■ **Цель задания**
Перепишите данные от самого начала до строки с «0, 410, 900, 463» включительно в виде таблицы Markdown со столбцами «№» (номер по порядку) и «Строка» (сама строка). Пустые строки не включайте.

■ **Исходные данные**
+===+

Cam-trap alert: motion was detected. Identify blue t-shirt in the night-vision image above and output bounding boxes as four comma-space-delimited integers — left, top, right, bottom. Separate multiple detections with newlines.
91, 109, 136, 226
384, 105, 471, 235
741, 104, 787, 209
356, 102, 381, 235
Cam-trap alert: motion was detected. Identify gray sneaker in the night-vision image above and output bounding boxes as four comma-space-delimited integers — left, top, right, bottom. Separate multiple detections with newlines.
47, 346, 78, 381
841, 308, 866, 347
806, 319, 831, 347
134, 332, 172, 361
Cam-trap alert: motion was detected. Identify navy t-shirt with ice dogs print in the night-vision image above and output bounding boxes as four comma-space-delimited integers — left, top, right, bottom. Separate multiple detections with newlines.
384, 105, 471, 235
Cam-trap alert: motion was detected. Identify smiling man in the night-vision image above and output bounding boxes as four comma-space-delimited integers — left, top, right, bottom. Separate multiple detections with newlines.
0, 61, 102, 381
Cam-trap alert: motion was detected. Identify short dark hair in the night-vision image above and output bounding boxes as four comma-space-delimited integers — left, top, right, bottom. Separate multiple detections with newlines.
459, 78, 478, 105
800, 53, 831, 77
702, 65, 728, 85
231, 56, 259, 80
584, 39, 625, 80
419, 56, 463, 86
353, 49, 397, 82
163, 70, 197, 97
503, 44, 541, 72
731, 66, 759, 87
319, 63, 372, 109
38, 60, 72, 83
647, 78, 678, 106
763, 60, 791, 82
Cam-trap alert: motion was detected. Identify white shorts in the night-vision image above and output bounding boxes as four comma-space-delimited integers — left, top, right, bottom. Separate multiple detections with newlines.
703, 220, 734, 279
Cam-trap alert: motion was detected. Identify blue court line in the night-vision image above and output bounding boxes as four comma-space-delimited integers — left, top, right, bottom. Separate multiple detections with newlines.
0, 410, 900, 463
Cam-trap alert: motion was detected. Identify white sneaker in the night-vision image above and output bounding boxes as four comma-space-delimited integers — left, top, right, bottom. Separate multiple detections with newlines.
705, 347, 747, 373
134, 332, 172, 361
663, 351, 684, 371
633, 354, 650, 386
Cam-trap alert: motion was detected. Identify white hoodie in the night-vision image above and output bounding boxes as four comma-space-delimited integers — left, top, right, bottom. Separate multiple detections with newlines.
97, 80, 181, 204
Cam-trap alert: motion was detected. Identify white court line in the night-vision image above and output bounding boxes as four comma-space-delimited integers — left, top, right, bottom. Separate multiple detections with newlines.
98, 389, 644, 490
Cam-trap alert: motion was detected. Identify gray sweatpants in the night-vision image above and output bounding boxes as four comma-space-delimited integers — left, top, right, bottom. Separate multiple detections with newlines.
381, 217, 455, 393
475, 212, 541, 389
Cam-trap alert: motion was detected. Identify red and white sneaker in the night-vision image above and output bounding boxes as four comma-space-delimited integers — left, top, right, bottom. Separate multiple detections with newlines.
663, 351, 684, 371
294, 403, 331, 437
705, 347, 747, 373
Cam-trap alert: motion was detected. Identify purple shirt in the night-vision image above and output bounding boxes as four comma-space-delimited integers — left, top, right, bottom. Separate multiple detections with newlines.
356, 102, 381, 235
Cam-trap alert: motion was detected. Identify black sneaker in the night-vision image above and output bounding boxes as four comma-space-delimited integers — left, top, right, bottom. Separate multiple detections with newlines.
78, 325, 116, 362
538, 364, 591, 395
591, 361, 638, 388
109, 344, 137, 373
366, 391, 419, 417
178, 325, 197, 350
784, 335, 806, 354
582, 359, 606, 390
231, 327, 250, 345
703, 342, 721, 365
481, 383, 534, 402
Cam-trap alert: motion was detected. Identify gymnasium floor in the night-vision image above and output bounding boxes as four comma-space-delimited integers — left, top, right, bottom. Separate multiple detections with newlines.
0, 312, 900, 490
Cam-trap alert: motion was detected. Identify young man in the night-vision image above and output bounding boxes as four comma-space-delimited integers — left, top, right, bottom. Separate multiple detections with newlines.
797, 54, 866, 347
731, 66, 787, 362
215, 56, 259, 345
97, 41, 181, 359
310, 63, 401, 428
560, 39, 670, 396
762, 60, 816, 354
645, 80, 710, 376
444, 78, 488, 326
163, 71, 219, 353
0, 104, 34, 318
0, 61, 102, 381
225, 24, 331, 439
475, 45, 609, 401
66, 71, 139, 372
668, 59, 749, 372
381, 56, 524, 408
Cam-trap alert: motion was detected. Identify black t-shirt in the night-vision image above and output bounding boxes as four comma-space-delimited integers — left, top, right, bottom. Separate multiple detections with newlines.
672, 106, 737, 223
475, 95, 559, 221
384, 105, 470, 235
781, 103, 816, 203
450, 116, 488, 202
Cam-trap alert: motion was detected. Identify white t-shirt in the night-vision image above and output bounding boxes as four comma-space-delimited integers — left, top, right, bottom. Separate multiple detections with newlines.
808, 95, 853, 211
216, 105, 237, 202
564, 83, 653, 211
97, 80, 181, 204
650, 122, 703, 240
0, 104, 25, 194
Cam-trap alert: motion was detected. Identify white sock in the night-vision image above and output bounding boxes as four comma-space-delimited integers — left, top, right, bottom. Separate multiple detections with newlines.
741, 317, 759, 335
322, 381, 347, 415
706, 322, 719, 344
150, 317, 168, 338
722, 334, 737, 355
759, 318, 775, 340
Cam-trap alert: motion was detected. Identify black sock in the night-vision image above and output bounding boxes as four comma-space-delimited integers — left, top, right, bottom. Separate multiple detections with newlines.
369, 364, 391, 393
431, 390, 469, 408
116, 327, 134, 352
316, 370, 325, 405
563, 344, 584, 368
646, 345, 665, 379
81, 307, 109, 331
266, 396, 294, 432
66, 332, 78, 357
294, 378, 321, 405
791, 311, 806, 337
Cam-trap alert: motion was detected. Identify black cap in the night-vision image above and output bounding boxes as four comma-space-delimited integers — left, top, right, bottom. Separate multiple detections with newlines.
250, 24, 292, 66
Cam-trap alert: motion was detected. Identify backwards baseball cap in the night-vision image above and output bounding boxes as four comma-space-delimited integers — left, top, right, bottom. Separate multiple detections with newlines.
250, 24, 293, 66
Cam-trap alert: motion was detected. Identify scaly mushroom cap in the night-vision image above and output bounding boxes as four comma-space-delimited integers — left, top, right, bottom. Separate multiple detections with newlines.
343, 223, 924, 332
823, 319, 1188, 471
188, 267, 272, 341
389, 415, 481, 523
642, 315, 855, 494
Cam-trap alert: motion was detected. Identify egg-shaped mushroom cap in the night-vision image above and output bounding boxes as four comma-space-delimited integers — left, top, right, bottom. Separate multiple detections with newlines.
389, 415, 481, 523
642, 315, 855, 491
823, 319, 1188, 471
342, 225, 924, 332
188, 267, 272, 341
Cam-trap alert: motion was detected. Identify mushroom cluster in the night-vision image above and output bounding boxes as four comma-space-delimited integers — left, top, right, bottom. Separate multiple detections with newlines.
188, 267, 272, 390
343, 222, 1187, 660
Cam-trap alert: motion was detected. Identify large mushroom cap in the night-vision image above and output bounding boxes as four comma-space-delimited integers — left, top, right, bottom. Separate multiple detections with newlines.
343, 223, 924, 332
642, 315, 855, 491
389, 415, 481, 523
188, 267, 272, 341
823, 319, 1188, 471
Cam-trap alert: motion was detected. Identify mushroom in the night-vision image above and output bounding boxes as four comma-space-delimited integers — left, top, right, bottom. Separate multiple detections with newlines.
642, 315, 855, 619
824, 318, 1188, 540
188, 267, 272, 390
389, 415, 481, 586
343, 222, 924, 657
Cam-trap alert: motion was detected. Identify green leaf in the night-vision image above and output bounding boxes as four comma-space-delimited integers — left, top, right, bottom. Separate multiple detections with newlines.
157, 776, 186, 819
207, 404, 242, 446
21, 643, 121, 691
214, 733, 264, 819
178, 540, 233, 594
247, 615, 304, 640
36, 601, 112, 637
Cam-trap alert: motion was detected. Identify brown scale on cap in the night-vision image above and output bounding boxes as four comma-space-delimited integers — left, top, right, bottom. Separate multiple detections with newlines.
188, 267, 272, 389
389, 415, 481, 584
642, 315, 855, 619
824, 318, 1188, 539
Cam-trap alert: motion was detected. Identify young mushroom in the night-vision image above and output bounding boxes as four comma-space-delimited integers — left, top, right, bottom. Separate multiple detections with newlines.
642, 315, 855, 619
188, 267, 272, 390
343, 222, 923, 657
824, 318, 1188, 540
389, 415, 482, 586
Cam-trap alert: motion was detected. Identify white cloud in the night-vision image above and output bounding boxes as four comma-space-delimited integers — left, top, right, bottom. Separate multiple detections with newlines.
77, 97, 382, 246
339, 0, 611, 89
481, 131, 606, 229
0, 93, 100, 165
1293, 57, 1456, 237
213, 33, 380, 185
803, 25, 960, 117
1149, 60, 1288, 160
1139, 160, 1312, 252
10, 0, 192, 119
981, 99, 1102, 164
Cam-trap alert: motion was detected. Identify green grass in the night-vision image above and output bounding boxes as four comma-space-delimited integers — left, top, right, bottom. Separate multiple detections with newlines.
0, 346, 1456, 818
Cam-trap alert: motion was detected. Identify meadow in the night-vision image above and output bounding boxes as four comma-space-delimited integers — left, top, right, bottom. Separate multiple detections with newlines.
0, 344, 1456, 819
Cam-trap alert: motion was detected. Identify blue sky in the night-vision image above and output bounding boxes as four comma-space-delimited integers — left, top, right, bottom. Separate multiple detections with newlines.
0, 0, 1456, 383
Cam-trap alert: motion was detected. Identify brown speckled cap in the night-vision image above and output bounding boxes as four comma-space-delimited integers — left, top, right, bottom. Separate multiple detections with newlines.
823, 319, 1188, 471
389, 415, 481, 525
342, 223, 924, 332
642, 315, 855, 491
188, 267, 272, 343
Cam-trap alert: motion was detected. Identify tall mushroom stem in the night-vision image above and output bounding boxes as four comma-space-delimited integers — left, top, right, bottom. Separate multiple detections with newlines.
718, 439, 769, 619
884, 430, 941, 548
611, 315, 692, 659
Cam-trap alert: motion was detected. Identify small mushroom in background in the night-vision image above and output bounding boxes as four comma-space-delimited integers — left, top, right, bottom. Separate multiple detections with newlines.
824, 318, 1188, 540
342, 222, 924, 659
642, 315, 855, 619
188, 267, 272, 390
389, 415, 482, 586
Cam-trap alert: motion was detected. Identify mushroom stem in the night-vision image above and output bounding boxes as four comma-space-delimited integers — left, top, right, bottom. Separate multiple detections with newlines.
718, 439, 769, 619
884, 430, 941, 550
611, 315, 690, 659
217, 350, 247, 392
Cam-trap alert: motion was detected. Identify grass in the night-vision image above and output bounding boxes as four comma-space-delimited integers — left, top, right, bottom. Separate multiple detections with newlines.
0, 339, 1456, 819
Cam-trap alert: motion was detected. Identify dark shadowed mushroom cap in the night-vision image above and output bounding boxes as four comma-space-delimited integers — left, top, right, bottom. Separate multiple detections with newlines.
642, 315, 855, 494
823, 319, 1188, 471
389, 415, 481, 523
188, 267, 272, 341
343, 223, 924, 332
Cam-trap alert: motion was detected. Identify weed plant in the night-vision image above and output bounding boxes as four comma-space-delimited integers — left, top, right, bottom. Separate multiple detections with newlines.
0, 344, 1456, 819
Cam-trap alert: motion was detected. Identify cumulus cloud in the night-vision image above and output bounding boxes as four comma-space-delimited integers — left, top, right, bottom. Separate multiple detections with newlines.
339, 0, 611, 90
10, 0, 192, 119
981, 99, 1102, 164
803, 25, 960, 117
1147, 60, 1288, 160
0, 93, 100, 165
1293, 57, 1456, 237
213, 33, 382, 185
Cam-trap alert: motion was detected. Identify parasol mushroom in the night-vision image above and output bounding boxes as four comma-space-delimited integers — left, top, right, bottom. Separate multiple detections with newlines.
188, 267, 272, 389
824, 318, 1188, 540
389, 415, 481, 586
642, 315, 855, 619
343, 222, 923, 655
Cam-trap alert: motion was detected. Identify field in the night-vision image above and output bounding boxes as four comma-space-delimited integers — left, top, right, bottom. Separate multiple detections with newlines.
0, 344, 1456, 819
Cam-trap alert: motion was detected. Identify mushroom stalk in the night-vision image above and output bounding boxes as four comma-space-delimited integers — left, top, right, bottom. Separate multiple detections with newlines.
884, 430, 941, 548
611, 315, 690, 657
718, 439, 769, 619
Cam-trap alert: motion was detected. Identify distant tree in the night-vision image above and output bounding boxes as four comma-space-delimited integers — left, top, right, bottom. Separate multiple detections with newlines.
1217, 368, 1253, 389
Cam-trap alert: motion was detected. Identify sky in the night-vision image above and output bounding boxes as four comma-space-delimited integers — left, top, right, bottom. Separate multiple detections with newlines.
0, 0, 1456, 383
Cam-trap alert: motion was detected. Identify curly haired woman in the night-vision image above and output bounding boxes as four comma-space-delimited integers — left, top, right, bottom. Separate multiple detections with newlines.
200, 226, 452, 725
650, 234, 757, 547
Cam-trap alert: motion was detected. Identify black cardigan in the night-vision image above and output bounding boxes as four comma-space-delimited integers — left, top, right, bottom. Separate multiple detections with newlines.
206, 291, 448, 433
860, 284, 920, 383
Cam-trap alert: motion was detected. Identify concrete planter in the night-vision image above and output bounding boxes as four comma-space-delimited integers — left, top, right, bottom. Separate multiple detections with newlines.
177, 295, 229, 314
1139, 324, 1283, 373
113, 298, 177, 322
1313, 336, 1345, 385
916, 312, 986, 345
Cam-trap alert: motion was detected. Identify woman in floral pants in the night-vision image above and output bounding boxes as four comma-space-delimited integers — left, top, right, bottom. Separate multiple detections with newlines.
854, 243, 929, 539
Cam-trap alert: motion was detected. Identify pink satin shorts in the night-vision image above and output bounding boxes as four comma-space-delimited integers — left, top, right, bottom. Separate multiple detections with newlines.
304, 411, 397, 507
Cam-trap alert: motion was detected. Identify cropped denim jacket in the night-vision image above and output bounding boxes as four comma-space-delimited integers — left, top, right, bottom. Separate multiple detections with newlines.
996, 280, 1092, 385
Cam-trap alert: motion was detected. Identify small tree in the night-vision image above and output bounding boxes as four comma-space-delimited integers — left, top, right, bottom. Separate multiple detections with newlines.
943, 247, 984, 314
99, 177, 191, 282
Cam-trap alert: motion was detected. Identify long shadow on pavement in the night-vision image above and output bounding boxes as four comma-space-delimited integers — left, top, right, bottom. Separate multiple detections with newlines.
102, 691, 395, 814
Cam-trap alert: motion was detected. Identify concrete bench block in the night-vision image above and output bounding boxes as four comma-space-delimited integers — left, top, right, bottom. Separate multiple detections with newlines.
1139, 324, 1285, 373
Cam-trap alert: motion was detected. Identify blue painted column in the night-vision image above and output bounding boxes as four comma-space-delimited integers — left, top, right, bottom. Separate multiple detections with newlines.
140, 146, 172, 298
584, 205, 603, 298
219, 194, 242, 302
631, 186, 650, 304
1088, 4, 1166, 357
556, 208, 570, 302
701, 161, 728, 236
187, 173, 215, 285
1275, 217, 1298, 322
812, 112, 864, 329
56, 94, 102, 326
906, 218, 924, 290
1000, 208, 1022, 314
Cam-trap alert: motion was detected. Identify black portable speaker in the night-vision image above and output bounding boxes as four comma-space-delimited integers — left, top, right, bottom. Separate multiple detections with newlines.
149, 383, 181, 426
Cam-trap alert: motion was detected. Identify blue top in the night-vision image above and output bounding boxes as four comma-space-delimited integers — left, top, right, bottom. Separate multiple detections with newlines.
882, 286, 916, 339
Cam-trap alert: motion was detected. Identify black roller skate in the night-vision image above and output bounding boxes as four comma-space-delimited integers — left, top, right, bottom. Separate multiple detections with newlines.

+===+

■ **Решение задания**
| № | Строка |
|---|---|
| 1 | Cam-trap alert: motion was detected. Identify blue t-shirt in the night-vision image above and output bounding boxes as four comma-space-delimited integers — left, top, right, bottom. Separate multiple detections with newlines. |
| 2 | 91, 109, 136, 226 |
| 3 | 384, 105, 471, 235 |
| 4 | 741, 104, 787, 209 |
| 5 | 356, 102, 381, 235 |
| 6 | Cam-trap alert: motion was detected. Identify gray sneaker in the night-vision image above and output bounding boxes as four comma-space-delimited integers — left, top, right, bottom. Separate multiple detections with newlines. |
| 7 | 47, 346, 78, 381 |
| 8 | 841, 308, 866, 347 |
| 9 | 806, 319, 831, 347 |
| 10 | 134, 332, 172, 361 |
| 11 | Cam-trap alert: motion was detected. Identify navy t-shirt with ice dogs print in the night-vision image above and output bounding boxes as four comma-space-delimited integers — left, top, right, bottom. Separate multiple detections with newlines. |
| 12 | 384, 105, 471, 235 |
| 13 | Cam-trap alert: motion was detected. Identify smiling man in the night-vision image above and output bounding boxes as four comma-space-delimited integers — left, top, right, bottom. Separate multiple detections with newlines. |
| 14 | 0, 61, 102, 381 |
| 15 | Cam-trap alert: motion was detected. Identify short dark hair in the night-vision image above and output bounding boxes as four comma-space-delimited integers — left, top, right, bottom. Separate multiple detections with newlines. |
| 16 | 459, 78, 478, 105 |
| 17 | 800, 53, 831, 77 |
| 18 | 702, 65, 728, 85 |
| 19 | 231, 56, 259, 80 |
| 20 | 584, 39, 625, 80 |
| 21 | 419, 56, 463, 86 |
| 22 | 353, 49, 397, 82 |
| 23 | 163, 70, 197, 97 |
| 24 | 503, 44, 541, 72 |
| 25 | 731, 66, 759, 87 |
| 26 | 319, 63, 372, 109 |
| 27 | 38, 60, 72, 83 |
| 28 | 647, 78, 678, 106 |
| 29 | 763, 60, 791, 82 |
| 30 | Cam-trap alert: motion was detected. Identify white shorts in the night-vision image above and output bounding boxes as four comma-space-delimited integers — left, top, right, bottom. Separate multiple detections with newlines. |
| 31 | 703, 220, 734, 279 |
| 32 | Cam-trap alert: motion was detected. Identify blue court line in the night-vision image above and output bounding boxes as four comma-space-delimited integers — left, top, right, bottom. Separate multiple detections with newlines. |
| 33 | 0, 410, 900, 463 |